Quote the records that follow in full and exactly; leave out the pictures.

--- Start Data to process ---

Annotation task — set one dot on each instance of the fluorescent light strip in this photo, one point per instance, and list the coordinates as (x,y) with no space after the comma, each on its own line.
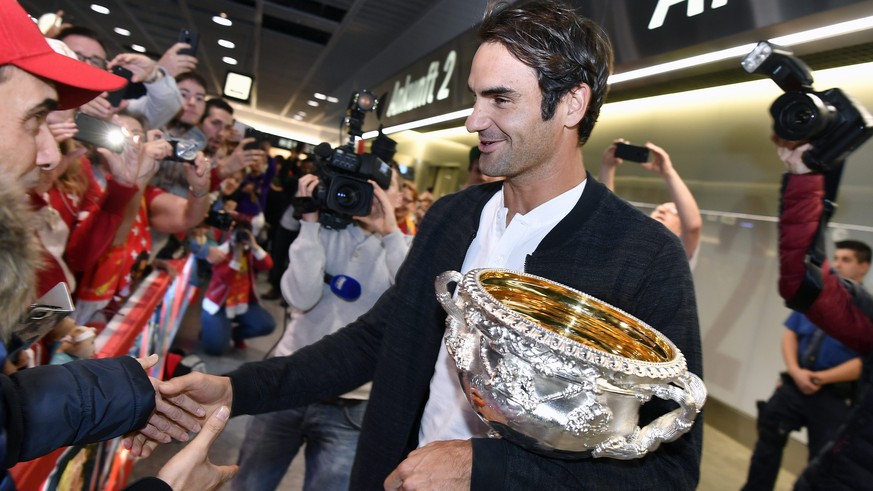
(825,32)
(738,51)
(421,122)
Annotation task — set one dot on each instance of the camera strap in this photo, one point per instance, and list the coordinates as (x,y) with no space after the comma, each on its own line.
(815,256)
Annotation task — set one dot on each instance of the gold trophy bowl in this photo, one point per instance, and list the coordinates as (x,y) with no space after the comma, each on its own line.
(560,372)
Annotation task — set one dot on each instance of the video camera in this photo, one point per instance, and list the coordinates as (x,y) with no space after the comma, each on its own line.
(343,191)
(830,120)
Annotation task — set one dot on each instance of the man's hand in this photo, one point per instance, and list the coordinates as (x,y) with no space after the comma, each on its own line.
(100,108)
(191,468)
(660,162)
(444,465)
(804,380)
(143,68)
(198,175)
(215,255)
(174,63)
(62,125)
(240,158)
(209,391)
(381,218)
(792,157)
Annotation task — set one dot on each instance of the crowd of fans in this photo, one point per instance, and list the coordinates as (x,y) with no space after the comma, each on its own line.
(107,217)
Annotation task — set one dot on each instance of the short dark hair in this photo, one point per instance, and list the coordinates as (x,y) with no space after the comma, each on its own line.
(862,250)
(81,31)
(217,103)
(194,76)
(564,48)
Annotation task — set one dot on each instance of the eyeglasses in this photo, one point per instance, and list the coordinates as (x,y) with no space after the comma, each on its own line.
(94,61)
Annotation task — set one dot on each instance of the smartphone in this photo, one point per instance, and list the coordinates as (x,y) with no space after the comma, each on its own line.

--- End Data to process ---

» Complete answer
Annotation task — set one dot on each instance of the fluorescent light strip in this photo, one point per instance, and list the coordinates as (x,y) with no space after the comma, each on its own line.
(825,32)
(738,51)
(421,122)
Annotation task — set one dot on each instance of the camera strap in this photo, one point per instance, and list the coordinates as (x,y) with no space after the comma, each on its own line.
(815,256)
Annotation task — set one dot on each instance of the gold trophy bowl in this photo, one point per instance, and list the coordinates as (x,y) with no space after the comma, each on its own line.
(560,372)
Annotation task — set one dot on each instance of the video camera in this photo, one point per instance, and list the coordinates as (x,y) with no space after the comma, each on its own line.
(343,191)
(830,120)
Annotation task — set one dot on each instance of the man's hand in this photo, one point per instance, and list the coordinates as (x,y) with no space after the comma, each on its own line.
(100,108)
(191,468)
(660,162)
(444,465)
(804,380)
(143,68)
(198,175)
(215,255)
(174,63)
(62,125)
(240,158)
(209,391)
(381,218)
(792,157)
Annotation task — set one dot on each instance of the crowd of fans in this photo, one point per instance, and list the coordinates as (x,y) with no space after the comma, each on its own line.
(107,217)
Annotation task — set one dot on each instance of the short dark hair in this photo, one point per instance, and list the coordinates as (x,y) with no space after the comma, each on its own line.
(862,250)
(81,31)
(217,103)
(194,76)
(564,48)
Annotation task — set one dot on each instance of the eyeglasses in this photo, one point per instance, and list the coordinates as (x,y) with no space after the comma, each on its own line.
(94,61)
Annotation task — set one dot on each instance of the smartphone in this photo, one point per instance, and list the coordinates as (x,y) with no space after the comma, each on its own line.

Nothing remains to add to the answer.